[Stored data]
[START]
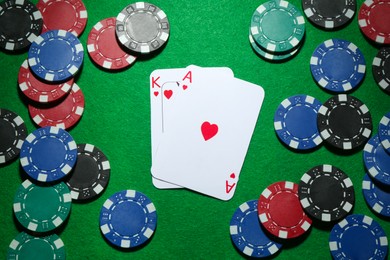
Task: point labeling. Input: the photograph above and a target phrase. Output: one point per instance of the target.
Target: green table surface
(116, 119)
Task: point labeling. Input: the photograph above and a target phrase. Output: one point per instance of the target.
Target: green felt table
(116, 119)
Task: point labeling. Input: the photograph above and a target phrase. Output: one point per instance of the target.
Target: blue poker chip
(128, 219)
(377, 198)
(48, 154)
(56, 55)
(377, 160)
(384, 132)
(247, 234)
(358, 237)
(338, 65)
(295, 122)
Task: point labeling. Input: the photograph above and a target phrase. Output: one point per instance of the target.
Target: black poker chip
(21, 22)
(91, 173)
(381, 69)
(13, 131)
(329, 14)
(326, 193)
(344, 122)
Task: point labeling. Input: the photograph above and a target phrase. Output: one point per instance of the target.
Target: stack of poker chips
(55, 57)
(277, 30)
(57, 173)
(140, 29)
(303, 123)
(285, 212)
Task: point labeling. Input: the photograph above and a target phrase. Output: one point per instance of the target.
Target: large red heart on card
(208, 130)
(168, 93)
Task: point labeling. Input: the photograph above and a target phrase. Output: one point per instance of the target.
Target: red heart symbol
(168, 93)
(208, 130)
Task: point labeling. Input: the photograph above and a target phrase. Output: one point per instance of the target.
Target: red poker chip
(63, 115)
(280, 211)
(103, 47)
(374, 20)
(68, 15)
(39, 91)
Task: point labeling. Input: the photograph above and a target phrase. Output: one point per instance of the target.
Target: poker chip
[END]
*Task to complete*: Take the data above and repeat it exactly, leaving each picture out.

*Result of this task*:
Task: point labeling. Input: the photograph above and a target phrase. Output: one point per instance of the target.
Target: green table surface
(116, 119)
Task: point labeling. Input: the photograph above and a target phrase. Output: one point per instance of the target.
Target: green felt table
(116, 119)
Task: point labeling. Input: the photograph above and a target phrase. Output: one point per instance of the target.
Target: blue poker chip
(128, 219)
(377, 198)
(48, 154)
(56, 55)
(377, 160)
(384, 132)
(247, 234)
(358, 237)
(338, 65)
(295, 122)
Task: point labeling. Input: the photograph above and a target phrase. Output: one point per instance of the target.
Target: black poker chip
(21, 22)
(91, 173)
(381, 69)
(13, 131)
(329, 14)
(326, 193)
(344, 122)
Task: point labeling. Input: the photograph above and a target phrase. Output: one point per instance of the target.
Target: stack of poker chips
(55, 57)
(277, 30)
(57, 173)
(140, 29)
(303, 123)
(285, 212)
Task: point labeling. Input: the photograph above and a target phrase. Output: one point per instance of the target.
Target: large red heart on card
(208, 130)
(168, 93)
Task: point labeling. Input: the photograph above and a target phrase. Output: one point per instance of the target.
Target: red heart symbol
(168, 93)
(208, 130)
Task: point labeling. Input: the photograph above and a target phrase. Output: one point per instance of the target.
Target: red poker chip
(63, 115)
(280, 211)
(103, 47)
(374, 20)
(68, 15)
(39, 91)
Task: point labeling. Input: the photograph above and a target phrase. Output: one point per instance of the target.
Target: poker chip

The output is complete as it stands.